> **Source text**:
▬▬▬
There is a lesson for this Labour Government in Harold Wilson's passion for the white heat of technology. In its way this, too, was a Cool Britannia campaign - and Wilson in his mackintosh was as deeply uncool as Tony Blair in his sober suits. But technology fever in the late 1960s served a dual purpose. It enabled the Government to encourage important national industries at the same time as moving the Labour Party's own thinking on industrial policy away from the command and control model of nationalisation and planning dating from the 1940s.

The gritty realists in this government should understand that the Cool Britannia hype is not a mere distraction from the real business at hand. It serves a genuine purpose in reshaping people's ideas about which paths will lead to the necessary modernisation of Britain. It will divert attention from the dead-end of rust-belt romanticism, the nostalgia for defunct heavy industries, and focus effort on thriving areas of business where the UK could enjoy a big advantage.

You can't help suspecting that Gordon Brown is one of the people who would have preferred The Full Monty if Ken Loach had directed it. The Chancellor is to be admired for his social conscience and sensitivity to the vast problems he rightly identifies, but he will have to loosen up a bit if he wants to go down in history as a great reformer. Modernising Britain needs the honesty about past failures but it also needs the hype about future successes.
▬▬▬
> **Entries**:
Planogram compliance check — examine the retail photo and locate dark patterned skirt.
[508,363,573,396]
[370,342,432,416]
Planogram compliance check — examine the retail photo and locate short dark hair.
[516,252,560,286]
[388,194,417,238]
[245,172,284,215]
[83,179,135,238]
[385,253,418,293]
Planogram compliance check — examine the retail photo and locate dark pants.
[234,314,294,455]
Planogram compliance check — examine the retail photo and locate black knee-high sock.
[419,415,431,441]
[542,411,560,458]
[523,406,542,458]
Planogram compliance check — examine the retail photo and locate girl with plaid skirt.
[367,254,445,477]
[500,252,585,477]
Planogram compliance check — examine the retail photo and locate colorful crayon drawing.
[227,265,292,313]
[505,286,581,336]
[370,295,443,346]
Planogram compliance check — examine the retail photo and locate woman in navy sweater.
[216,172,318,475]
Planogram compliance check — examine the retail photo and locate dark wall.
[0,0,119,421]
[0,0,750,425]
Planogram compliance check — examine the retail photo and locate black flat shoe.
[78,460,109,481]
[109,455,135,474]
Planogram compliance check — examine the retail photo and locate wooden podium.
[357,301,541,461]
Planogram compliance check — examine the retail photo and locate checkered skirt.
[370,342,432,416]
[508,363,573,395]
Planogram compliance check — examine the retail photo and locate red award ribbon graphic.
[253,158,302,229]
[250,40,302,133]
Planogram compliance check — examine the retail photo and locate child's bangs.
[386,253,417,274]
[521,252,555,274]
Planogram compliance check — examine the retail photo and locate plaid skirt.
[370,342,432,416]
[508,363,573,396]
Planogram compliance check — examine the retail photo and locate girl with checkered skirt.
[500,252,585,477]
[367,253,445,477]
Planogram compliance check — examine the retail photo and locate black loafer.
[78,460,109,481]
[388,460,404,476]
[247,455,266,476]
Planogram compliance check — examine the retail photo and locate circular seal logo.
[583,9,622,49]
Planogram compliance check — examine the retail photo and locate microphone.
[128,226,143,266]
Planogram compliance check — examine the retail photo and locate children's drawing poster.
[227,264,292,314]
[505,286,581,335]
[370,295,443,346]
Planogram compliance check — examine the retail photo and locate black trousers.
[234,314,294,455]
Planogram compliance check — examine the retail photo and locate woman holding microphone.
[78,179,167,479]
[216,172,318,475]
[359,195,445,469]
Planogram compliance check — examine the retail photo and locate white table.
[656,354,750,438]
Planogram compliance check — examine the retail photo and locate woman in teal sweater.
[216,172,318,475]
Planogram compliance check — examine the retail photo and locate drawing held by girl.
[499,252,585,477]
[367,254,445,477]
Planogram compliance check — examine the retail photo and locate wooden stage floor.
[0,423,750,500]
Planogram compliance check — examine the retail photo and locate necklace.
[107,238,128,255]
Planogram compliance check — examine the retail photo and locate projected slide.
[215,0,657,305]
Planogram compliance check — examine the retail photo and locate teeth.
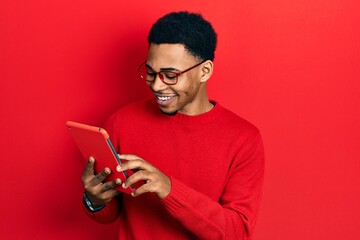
▬▬▬
> **Set task 1**:
In the Cool Britannia piece, what garment is Harold Wilson described as wearing?
> **Set task 2**:
Retype everything in the Cool Britannia piece from "You can't help" down to "about future successes.".

> **Worked solution 1**:
A mackintosh.

> **Worked solution 2**:
You can't help suspecting that Gordon Brown is one of the people who would have preferred The Full Monty if Ken Loach had directed it. The Chancellor is to be admired for his social conscience and sensitivity to the vast problems he rightly identifies, but he will have to loosen up a bit if he wants to go down in history as a great reformer. Modernising Britain needs the honesty about past failures but it also needs the hype about future successes.